» **Exercise materials**:
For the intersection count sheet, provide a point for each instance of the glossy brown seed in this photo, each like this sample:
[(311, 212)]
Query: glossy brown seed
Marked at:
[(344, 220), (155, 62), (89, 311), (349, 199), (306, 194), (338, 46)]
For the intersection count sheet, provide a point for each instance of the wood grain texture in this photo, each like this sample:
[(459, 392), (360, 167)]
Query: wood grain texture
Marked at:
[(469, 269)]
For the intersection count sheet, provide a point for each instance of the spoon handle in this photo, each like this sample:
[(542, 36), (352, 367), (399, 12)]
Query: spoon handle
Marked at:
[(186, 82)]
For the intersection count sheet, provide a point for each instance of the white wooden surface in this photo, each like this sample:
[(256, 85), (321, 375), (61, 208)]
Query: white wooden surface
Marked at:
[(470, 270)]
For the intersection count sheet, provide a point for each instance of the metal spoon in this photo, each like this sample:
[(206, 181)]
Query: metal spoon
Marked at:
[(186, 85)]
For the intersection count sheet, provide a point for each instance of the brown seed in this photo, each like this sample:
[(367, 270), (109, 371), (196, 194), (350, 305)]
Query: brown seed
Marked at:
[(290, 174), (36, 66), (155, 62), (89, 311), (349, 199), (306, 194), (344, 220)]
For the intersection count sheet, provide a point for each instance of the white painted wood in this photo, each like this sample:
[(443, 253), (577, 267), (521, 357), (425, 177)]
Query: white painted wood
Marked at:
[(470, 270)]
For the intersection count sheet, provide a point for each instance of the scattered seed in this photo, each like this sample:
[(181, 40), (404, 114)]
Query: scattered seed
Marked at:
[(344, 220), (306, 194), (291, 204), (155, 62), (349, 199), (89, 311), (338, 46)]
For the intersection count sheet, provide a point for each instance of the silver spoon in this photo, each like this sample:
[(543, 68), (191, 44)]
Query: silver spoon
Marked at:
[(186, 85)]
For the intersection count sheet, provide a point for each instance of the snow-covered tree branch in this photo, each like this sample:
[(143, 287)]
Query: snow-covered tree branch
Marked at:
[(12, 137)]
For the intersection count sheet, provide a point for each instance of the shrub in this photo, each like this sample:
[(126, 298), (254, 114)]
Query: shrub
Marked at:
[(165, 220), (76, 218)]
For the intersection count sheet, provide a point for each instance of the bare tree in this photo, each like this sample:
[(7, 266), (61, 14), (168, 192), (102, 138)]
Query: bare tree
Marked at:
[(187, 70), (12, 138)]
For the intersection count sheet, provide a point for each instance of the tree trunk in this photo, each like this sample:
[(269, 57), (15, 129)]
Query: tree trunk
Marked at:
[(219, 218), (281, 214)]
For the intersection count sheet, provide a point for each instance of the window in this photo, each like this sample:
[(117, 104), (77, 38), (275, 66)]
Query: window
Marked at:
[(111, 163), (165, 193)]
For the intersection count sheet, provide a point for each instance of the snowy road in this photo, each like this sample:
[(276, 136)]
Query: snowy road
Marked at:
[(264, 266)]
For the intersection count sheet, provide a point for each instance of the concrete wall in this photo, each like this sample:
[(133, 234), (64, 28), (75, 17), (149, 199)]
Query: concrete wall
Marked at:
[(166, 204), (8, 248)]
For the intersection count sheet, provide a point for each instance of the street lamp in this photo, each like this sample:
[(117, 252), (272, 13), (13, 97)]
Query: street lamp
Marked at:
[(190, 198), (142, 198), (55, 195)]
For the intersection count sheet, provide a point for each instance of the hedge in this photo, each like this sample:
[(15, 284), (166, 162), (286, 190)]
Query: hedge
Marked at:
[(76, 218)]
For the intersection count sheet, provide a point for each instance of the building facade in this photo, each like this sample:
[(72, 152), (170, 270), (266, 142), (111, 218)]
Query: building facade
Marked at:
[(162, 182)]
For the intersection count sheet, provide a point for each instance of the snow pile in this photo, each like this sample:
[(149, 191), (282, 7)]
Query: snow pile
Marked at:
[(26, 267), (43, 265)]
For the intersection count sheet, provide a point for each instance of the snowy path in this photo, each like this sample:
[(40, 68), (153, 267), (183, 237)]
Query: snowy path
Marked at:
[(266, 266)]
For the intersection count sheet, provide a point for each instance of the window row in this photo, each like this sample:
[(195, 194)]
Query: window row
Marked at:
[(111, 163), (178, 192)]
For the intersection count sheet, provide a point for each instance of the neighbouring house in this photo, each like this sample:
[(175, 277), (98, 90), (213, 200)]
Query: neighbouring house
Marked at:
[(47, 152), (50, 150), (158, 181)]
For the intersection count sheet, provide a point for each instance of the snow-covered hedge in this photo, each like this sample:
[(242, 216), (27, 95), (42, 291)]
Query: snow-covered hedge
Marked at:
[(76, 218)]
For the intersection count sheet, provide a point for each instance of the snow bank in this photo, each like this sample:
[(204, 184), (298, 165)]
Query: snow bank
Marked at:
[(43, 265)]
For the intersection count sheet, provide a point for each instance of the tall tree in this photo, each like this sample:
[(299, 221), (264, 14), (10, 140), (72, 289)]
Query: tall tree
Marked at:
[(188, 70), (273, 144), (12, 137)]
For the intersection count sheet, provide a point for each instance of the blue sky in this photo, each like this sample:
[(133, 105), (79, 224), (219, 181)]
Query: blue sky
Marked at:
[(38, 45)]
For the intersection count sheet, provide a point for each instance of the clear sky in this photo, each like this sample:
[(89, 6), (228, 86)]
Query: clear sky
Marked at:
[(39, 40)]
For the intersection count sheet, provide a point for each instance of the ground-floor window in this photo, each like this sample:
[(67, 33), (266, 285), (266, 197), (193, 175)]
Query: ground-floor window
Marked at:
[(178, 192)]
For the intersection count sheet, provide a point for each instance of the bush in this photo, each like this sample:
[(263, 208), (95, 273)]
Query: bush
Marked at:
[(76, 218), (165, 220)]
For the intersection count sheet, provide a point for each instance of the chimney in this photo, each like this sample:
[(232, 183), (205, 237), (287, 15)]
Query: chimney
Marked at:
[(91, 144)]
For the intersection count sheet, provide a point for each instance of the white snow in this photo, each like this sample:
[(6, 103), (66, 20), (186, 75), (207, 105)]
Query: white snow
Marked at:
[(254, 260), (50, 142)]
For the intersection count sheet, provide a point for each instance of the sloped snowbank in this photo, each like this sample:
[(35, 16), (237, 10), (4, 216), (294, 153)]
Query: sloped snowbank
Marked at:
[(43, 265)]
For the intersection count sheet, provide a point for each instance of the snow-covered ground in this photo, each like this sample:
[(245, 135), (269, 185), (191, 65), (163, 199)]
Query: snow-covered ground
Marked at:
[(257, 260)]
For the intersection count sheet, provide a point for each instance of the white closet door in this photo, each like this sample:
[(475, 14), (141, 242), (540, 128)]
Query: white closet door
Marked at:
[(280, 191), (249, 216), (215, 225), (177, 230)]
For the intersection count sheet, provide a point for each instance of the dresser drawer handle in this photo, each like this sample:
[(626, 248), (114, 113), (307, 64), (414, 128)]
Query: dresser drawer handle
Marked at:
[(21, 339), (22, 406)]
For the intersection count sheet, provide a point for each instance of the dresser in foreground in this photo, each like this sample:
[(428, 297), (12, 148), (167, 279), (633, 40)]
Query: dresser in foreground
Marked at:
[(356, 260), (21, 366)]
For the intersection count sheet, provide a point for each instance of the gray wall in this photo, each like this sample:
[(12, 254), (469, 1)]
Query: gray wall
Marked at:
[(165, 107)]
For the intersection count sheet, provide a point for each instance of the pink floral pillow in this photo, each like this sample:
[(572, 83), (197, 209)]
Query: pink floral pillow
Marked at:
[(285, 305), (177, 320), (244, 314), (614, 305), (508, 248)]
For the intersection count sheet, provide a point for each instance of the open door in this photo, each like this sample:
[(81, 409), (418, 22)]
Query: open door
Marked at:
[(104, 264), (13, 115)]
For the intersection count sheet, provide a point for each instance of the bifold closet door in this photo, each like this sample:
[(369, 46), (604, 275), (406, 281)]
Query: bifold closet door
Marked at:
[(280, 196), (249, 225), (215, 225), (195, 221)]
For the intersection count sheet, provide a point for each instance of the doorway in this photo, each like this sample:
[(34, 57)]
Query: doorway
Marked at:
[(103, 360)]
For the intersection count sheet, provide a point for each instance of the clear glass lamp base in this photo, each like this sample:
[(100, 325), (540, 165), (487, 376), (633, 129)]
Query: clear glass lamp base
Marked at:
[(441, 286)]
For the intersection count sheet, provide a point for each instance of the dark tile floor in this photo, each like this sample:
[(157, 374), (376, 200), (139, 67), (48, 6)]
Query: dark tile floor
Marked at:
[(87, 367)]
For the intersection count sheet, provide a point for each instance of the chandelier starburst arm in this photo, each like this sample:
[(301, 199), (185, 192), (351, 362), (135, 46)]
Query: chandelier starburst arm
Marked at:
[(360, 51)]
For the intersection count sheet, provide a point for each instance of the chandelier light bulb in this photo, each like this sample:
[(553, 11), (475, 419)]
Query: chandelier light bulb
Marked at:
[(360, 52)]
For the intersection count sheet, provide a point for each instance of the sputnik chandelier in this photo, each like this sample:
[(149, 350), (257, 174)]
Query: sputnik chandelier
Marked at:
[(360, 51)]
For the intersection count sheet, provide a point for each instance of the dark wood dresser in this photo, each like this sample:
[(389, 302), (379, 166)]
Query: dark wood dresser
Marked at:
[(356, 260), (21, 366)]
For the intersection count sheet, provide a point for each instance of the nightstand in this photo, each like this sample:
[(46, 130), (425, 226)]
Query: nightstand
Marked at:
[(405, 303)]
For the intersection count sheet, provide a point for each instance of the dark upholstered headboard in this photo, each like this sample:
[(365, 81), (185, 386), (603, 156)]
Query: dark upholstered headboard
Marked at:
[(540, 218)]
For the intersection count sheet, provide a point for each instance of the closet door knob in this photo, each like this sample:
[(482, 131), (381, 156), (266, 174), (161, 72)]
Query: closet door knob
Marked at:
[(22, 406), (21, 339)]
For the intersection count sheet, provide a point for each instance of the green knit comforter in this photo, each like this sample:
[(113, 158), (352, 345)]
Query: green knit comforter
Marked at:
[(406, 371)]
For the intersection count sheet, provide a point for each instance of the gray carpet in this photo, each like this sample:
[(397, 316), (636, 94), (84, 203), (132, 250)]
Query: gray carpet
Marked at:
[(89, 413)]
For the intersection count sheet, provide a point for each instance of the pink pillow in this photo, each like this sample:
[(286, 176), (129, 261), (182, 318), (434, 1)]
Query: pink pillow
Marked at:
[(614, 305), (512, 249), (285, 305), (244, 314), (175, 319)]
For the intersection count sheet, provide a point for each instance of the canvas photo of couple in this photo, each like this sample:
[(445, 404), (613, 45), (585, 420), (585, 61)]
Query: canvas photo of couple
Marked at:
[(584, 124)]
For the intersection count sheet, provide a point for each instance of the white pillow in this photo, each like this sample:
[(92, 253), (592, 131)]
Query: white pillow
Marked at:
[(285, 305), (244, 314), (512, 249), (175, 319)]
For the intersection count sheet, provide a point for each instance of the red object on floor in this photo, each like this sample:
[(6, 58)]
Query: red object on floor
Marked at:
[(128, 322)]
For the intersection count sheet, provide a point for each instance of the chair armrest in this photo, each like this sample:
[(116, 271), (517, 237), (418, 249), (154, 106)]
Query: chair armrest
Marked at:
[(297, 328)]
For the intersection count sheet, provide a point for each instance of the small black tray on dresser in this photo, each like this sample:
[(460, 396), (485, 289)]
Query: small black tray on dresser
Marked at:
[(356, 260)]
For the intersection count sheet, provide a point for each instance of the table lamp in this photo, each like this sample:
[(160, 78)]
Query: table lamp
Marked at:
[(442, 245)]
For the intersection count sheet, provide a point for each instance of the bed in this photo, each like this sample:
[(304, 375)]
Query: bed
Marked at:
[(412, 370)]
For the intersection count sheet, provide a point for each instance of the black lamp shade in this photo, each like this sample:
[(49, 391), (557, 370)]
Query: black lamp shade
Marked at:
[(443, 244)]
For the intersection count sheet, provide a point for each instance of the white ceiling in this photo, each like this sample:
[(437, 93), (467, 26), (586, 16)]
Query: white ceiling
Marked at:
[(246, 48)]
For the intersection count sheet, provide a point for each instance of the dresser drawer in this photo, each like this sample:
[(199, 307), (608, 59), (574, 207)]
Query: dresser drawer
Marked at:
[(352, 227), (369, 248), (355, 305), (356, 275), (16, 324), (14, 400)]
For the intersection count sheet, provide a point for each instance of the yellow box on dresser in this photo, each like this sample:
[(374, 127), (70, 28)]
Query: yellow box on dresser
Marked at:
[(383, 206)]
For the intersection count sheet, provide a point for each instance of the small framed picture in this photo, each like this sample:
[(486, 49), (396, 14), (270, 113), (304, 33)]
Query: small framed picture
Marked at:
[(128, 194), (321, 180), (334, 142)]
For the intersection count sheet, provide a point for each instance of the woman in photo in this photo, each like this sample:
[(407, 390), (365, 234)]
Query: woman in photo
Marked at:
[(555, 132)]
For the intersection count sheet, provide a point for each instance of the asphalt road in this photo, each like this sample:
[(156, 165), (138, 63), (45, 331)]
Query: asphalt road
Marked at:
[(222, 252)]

» **Set exercise**: Print again the material above, limited to the lines from the one holding "dresser drawer in" through the last, inclusive.

» **Written solution**:
For the intersection count sheet, provide a point for each instance of the dresser drawer in this photo, each like this sample:
[(199, 307), (608, 59), (574, 207)]
Query: dresser drawer
Marked at:
[(352, 227), (369, 248), (355, 305), (356, 275), (16, 324), (14, 400)]
For the intersection count sheet, provide a point for each instance of the yellow box on dresser in this photo, each like this sample:
[(374, 127), (70, 28)]
Query: yellow box on dresser
Marked at:
[(383, 206)]
For the intersection count sheet, provide a point for each instance of the small framed picture in this photo, each like this sample:
[(486, 49), (396, 14), (270, 113), (304, 33)]
Query: small framed picture
Marked at:
[(128, 194), (321, 180), (334, 142)]
For the intersection count sheet, provide a point for each instance of the woman in photo in this photo, each like this sample:
[(407, 390), (365, 234)]
Query: woman in photo
Marked at:
[(555, 132)]
For the intersection count sheet, provide a point for each instance of the asphalt road in this photo, each like this sample:
[(156, 165), (138, 63), (45, 331)]
Query: asphalt road
Marked at:
[(222, 252)]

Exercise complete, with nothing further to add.